__Problem description__: Without omitting anything, return the records precisely as given.

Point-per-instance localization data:
*-*-*

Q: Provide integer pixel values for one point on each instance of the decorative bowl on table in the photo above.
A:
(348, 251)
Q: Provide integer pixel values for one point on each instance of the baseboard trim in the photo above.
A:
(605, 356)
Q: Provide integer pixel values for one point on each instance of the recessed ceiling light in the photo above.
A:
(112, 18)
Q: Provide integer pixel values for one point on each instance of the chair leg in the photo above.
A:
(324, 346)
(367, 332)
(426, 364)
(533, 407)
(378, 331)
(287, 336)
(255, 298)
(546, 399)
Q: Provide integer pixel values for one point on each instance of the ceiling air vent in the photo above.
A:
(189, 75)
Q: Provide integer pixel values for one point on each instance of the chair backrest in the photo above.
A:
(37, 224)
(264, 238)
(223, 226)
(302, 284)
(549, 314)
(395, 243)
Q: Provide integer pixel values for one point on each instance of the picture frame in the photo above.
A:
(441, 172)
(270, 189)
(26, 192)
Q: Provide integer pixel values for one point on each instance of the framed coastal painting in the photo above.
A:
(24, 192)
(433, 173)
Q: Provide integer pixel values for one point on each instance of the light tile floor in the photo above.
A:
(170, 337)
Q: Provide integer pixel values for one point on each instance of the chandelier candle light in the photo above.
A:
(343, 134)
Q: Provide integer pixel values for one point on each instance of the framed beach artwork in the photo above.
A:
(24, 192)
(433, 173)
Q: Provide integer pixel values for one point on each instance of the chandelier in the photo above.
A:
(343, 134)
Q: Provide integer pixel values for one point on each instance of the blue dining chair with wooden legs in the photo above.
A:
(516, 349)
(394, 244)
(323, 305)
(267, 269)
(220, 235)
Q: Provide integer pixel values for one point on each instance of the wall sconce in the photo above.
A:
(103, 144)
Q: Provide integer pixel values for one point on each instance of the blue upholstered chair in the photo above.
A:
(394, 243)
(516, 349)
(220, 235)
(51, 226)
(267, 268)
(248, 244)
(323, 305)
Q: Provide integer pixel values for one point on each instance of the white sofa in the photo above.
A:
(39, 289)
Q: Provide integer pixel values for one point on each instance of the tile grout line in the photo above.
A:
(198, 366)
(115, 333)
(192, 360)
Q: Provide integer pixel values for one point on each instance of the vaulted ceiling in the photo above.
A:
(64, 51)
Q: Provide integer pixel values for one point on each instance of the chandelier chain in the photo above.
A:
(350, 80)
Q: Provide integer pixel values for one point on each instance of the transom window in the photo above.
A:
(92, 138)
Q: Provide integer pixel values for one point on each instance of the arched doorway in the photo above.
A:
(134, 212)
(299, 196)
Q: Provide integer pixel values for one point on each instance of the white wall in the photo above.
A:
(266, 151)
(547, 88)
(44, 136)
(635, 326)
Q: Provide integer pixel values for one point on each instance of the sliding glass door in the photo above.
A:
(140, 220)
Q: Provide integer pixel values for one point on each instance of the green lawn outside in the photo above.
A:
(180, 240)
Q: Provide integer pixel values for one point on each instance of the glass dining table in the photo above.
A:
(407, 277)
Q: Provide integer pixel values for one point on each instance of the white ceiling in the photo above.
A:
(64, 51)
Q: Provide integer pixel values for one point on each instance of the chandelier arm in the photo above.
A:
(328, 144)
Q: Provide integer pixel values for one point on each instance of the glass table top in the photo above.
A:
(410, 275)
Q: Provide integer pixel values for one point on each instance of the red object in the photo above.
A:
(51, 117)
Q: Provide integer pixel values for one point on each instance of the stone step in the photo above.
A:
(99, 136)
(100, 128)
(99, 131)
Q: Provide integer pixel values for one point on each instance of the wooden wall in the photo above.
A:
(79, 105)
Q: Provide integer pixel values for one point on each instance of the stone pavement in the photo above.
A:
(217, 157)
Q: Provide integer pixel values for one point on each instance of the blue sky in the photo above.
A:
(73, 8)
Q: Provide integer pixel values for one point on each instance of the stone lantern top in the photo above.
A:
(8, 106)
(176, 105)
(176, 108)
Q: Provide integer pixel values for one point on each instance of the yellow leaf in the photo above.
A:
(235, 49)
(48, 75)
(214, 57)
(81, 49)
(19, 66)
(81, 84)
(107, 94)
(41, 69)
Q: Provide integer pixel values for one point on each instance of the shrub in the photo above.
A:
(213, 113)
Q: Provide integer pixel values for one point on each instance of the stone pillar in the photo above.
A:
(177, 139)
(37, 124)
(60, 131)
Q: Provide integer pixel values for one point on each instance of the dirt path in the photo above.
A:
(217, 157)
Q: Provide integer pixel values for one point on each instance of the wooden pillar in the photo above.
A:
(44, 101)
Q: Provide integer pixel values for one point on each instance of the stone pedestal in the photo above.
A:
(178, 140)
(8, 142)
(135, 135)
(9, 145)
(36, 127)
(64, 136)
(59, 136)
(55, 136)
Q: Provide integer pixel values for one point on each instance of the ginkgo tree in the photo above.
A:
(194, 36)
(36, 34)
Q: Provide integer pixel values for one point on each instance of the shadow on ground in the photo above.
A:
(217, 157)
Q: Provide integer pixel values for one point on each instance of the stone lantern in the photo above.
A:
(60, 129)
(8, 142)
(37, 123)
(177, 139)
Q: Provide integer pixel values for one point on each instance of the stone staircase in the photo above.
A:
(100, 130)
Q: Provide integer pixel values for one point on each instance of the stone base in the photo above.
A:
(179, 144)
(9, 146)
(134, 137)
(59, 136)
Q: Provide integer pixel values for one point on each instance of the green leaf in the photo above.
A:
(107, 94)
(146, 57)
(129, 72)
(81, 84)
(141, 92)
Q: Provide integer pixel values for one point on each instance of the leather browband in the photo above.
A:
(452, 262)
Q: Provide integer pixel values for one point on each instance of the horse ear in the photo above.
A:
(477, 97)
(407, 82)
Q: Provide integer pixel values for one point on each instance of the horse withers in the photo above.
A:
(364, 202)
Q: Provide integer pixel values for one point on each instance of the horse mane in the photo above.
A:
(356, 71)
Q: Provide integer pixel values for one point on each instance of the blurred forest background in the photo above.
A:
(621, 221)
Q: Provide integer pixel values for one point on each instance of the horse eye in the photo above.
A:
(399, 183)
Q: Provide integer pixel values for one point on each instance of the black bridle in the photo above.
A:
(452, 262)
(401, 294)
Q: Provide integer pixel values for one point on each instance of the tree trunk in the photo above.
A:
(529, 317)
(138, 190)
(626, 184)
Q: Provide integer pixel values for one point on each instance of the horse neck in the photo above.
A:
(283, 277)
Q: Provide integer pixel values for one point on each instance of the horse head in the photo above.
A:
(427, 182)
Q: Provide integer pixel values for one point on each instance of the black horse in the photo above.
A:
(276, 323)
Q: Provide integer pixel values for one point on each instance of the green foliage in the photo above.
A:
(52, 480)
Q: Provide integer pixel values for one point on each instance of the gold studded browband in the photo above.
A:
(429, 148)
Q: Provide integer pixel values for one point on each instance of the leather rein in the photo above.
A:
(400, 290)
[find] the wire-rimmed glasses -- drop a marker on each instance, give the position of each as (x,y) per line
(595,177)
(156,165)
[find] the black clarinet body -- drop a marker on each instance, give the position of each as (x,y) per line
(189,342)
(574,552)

*-*-*

__Result for this exercise__:
Q: Provide integer pixel values for one point on each instance of the decorative bowl on table in the photo above.
A:
(348, 251)
Q: Provide integer pixel values for one point on each instance of the baseboard trim in the photo above.
A:
(605, 356)
Q: Provide integer pixel values for one point on each instance of the recessed ceiling light in the photo above.
A:
(112, 18)
Q: Provide integer pixel values for one point on each instance of the chair leg in the photo above.
A:
(324, 346)
(367, 332)
(426, 364)
(533, 407)
(378, 331)
(287, 336)
(255, 298)
(546, 399)
Q: Provide integer pixel values for one point on each instance of the ceiling air vent in the photo above.
A:
(189, 75)
Q: Provide integer pixel values for one point on each instance of the chair backrest in the photo above.
A:
(37, 224)
(264, 238)
(223, 226)
(302, 284)
(549, 314)
(395, 243)
Q: Provide integer pixel values for one point on each instance of the picture frame in the photo above.
A:
(441, 172)
(270, 189)
(26, 192)
Q: Provide integer pixel values for one point on each instance of the framed coastal painting in the photo above.
A:
(24, 192)
(433, 173)
Q: Provide integer pixel values for one point on each instance of the light tile floor in the photo above.
A:
(170, 337)
Q: Provide integer pixel values for one point on each instance of the chandelier candle light in the photo above.
A:
(343, 134)
Q: Provide integer pixel values for one point on each instance of the framed beach artwork in the photo above.
A:
(24, 192)
(433, 173)
Q: Provide integer pixel values for one point on each instance of the chandelier in the photo above.
A:
(343, 134)
Q: Provide integer pixel values for one point on each instance of the blue dining chair with wooden legs in the photo above.
A:
(516, 349)
(394, 244)
(323, 305)
(267, 269)
(220, 235)
Q: Provide integer pixel values for one point on each instance of the wall sconce in the photo above.
A:
(103, 144)
Q: Provide integer pixel values for one point on each instance of the blue upholstered chair in the photo above.
A:
(394, 243)
(516, 349)
(220, 235)
(51, 226)
(267, 268)
(248, 244)
(323, 305)
Q: Provide integer pixel values for one point on each instance of the white sofa in the photo above.
A:
(39, 289)
Q: Provide integer pixel values for one point on each instance of the tile grout line in the photo above.
A:
(198, 366)
(115, 333)
(192, 360)
Q: Provide integer pixel values for one point on each instance of the vaulted ceiling in the photo above.
A:
(64, 51)
Q: Provide integer pixel values for one point on each instance of the chandelier chain in the photo above.
A:
(350, 80)
Q: Provide integer pixel values for one point on each instance of the transom window in the photo above.
A:
(92, 138)
Q: Provide integer pixel values for one point on each instance of the arched doorway in the photo above.
A:
(134, 212)
(299, 196)
Q: Provide integer pixel values for one point on each instance of the white wall in the photo above.
A:
(266, 151)
(547, 88)
(44, 136)
(635, 326)
Q: Provide integer pixel values for one point on each instance of the sliding glass door in the photo above.
A:
(140, 220)
Q: Provide integer pixel values for one point on each instance of the green lawn outside in the photo above.
A:
(180, 240)
Q: Provide integer pixel values for one point on each instance of the glass dining table in the photo above.
A:
(407, 277)
Q: Provide integer pixel values for one point on each instance of the white ceiling in the photo above.
A:
(64, 51)
Q: Provide integer pixel values for one point on each instance of the chandelier arm in the photo above.
A:
(328, 144)
Q: Provide integer pixel values for one point on each instance of the glass table top in the photo above.
A:
(410, 275)
Q: Provide integer pixel values for one point on each instance of the red object in the photo above.
A:
(51, 117)
Q: Provide integer pixel values for one point on each instance of the stone step in the photo above.
A:
(99, 136)
(100, 128)
(99, 131)
Q: Provide integer pixel values for one point on each instance of the wooden wall in the photo above.
A:
(79, 105)
Q: Provide integer pixel values for one point on each instance of the stone pavement in the photo above.
A:
(217, 157)
Q: Provide integer pixel values for one point on each instance of the blue sky in the photo above.
A:
(73, 8)
Q: Provide integer pixel values for one point on each instance of the stone lantern top in the photo above.
A:
(8, 106)
(176, 105)
(176, 108)
Q: Provide integer pixel values for one point on each instance of the yellow leaf in the photo above.
A:
(235, 49)
(48, 75)
(214, 57)
(81, 49)
(19, 66)
(81, 84)
(107, 94)
(41, 69)
Q: Provide integer pixel values for one point on each instance of the shrub in the photo above.
A:
(213, 113)
Q: Provide integer pixel values for one point on each instance of the stone pillar in the photo above.
A:
(177, 139)
(37, 124)
(60, 131)
Q: Provide integer pixel values for one point on each instance of the dirt path in the photo above.
A:
(217, 157)
Q: Provide integer pixel values for one point on each instance of the wooden pillar in the photo above.
A:
(44, 101)
Q: Provide integer pixel values for one point on each instance of the stone pedestal in the photo above.
A:
(178, 140)
(8, 142)
(135, 135)
(9, 145)
(36, 127)
(64, 136)
(59, 136)
(55, 136)
Q: Provide integer pixel values for one point on each instance of the ginkgo tree in the photo above.
A:
(194, 36)
(36, 34)
Q: Provide integer pixel values for one point on each instance of the shadow on ground in the photo above.
A:
(217, 157)
Q: Provide integer pixel values for one point on each instance of the stone lantern in the photo above.
A:
(60, 129)
(8, 142)
(37, 123)
(177, 139)
Q: Provide integer pixel values for one point on each instance of the stone staircase in the photo above.
A:
(100, 130)
Q: Provide integer pixel values for one point on each instance of the stone base in the photo above.
A:
(179, 144)
(9, 146)
(134, 137)
(59, 136)
Q: Provide integer pixel values for one point on each instance of the green leaf in the photo above.
A:
(107, 94)
(146, 57)
(129, 72)
(81, 84)
(141, 92)
Q: Provide integer pixel values for one point on each instance of the leather browband in the photo above.
A:
(452, 262)
Q: Provide integer pixel values for one point on each instance of the horse ear in the photo above.
A:
(477, 97)
(407, 82)
Q: Provide integer pixel values for one point on each instance of the horse withers in the photo above.
A:
(364, 202)
Q: Provide integer pixel values for one point on each instance of the horse mane in the photo above.
A:
(356, 71)
Q: Provide integer pixel values for one point on each instance of the blurred forest background in the photo above.
A:
(621, 221)
Q: Provide integer pixel values for one point on each instance of the horse eye in the photo above.
A:
(399, 183)
Q: Provide integer pixel values for one point on each instance of the black bridle in the photo above.
A:
(452, 262)
(401, 294)
Q: Provide integer pixel values for one point on each instance of the tree trunk in the photo above.
A:
(529, 317)
(138, 190)
(626, 184)
Q: Provide integer pixel values for one point on each instance of the horse neck in the photo above.
A:
(283, 277)
Q: Provide integer pixel values for one point on each instance of the horse head in the photo above.
A:
(427, 182)
Q: Provide integer pixel values for one point on each instance of the black horse in the photo above.
A:
(276, 323)
Q: Provide integer pixel values for one point on each instance of the green foliage in the photo above.
A:
(52, 480)
Q: Provide integer pixel values for one point on each instance of the gold studded browband in the photo above.
A:
(429, 148)
Q: Provide integer pixel values for one point on each instance of the leather rein in the photo above.
A:
(400, 290)
[find] the wire-rimmed glasses -- drop a marker on each instance, give the position of each as (x,y) per line
(595,177)
(156,165)
[find] the black clarinet body -- drop a marker on each instance, give the position of each as (x,y) per line
(189,342)
(574,552)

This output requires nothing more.